**SHORT PROBLEM A:**
From the information architecture passage, reproduce word for word the part starting at "Mental models are" and ending at "other information (classification)".

Ever since Google made finding an answer only a few clicks away, it’s been easy to forget that in order for information to be accessible to us, it must first be organized in a way that makes sense. When information is sorted, organized, and labeled, it becomes a map. By definition, maps are diagrammatic representations of relationships between things. Whether physical or digital, good maps allow people to navigate efficiently and with clarity through any environment.

Information architecture (IA) is exactly what it sounds like: how information is structured, from the foundation to the footnotes. Richard Saul Wurman, the founder of modern IA, believed that how information was presented was oftentimes more important than the information itself. While the process of defining information structures isn’t confined to the digital spaces we inhabit, the fluid nature of the internet requires us to think deeper about how different “knowledge nodes” connect. Let’s break down why that is.

In the digital world, information can be structured (and stored) in many different ways, like spreadsheets, sitemaps, content schedules, and databases. In the context of user experience (UX) design, the deliverables designers use to communicate information is dependent on the context of use. Designers often use IA to illuminate what content or information is mission-critical, where it lives in the system, and how it’s connected.

For a simple company website, a designer might first build a site map to communicate (to the internal team and potentially to the client) and confirm what static pages are necessary, what the information hierarchy is for content, and what information lives in the different global elements (e.g., the top navigation versus the footer).

What Are the Components of Information Architecture?

Mental models are how people think about things. In the digital space, they are often based on representations of what exists in the real world (remember Skeuomorphic design?). Most of us have mental models that influence our process or way of thinking about something. In order for organizations and companies to be more effective in communicating value to their audience, it’s important to first understand the following about their users:

  • How their users think (process)
  • What they expect (mental model)
  • How it relates to other information (classification)
  • How they refer to specific things (taxonomy)
  • Where they are in a given environment (context)

These user mental models and behaviors can and should inform the design of a digital product or experience. Ultimately, information architecture is the map that allows the user to efficiently navigate between pages and places. Although “invisible” to most users, we see IA in the following:

  • Content strategy (How will content be managed and updated?)
  • Schema (How is this content organized?)
  • Navigation (Where is content located?)
  • Taxonomy (How is this content classified?)
  • Search (How are users searching for content?)

User Research and Information Architecture

By nature, people use systems differently. When it comes to IA, it’s critical that designers advocate for user research and testing as early in the design process as possible. Ideally, it’s the first step your team takes. Because information architecture lays the foundation for the look and feel of a product, it’s imperative that companies speak with their users to understand their preferences, terminology, and mental models.

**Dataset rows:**
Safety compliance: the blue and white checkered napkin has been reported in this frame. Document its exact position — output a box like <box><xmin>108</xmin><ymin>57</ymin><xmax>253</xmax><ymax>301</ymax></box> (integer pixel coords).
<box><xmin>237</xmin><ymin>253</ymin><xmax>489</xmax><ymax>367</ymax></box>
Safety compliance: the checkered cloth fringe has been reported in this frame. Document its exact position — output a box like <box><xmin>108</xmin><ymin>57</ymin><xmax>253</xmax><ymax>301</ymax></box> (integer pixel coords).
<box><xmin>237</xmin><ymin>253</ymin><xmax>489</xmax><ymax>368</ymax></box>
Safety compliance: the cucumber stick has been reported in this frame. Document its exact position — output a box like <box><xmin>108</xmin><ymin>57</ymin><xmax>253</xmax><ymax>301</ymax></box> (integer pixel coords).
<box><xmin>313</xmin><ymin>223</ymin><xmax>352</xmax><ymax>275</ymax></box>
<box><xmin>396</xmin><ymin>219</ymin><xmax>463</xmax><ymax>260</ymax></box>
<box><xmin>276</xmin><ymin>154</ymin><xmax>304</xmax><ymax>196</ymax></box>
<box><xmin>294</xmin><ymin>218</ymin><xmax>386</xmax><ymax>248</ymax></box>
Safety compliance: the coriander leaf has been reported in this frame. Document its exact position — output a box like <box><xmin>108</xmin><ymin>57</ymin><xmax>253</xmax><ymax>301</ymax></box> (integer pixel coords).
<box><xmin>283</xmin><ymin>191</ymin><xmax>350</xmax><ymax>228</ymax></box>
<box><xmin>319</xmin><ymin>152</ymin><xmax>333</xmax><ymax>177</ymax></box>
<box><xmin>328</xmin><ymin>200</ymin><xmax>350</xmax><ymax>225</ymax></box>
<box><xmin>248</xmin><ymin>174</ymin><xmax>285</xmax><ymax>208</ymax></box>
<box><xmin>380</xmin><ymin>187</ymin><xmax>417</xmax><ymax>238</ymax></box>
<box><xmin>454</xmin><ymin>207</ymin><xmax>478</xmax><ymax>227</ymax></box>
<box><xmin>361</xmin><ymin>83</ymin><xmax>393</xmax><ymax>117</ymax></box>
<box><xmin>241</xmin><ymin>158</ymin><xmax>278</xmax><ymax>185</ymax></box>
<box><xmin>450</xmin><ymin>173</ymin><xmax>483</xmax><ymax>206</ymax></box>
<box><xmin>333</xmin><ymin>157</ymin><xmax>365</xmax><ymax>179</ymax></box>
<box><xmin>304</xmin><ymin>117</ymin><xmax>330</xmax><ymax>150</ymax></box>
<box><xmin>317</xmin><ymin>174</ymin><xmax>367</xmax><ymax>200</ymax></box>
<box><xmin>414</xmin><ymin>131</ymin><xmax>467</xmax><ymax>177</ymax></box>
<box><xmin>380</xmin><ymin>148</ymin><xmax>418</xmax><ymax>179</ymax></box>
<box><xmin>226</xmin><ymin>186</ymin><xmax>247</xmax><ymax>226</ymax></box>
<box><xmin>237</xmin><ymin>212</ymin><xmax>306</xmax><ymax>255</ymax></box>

**SHORT PROBLEM B:**
Return each line of the entries that contains the string "reported".

**TASK RESULT A:**
Mental models are how people think about things. In the digital space, they are often based on representations of what exists in the real world (remember Skeuomorphic design?). Most of us have mental models that influence our process or way of thinking about something. In order for organizations and companies to be more effective in communicating value to their audience, it’s important to first understand the following about their users:

  • How their users think (process)
  • What they expect (mental model)
  • How it relates to other information (classification)

**TASK RESULT B:**
Safety compliance: the blue and white checkered napkin has been reported in this frame. Document its exact position — output a box like <box><xmin>108</xmin><ymin>57</ymin><xmax>253</xmax><ymax>301</ymax></box> (integer pixel coords).
Safety compliance: the checkered cloth fringe has been reported in this frame. Document its exact position — output a box like <box><xmin>108</xmin><ymin>57</ymin><xmax>253</xmax><ymax>301</ymax></box> (integer pixel coords).
Safety compliance: the cucumber stick has been reported in this frame. Document its exact position — output a box like <box><xmin>108</xmin><ymin>57</ymin><xmax>253</xmax><ymax>301</ymax></box> (integer pixel coords).
Safety compliance: the coriander leaf has been reported in this frame. Document its exact position — output a box like <box><xmin>108</xmin><ymin>57</ymin><xmax>253</xmax><ymax>301</ymax></box> (integer pixel coords).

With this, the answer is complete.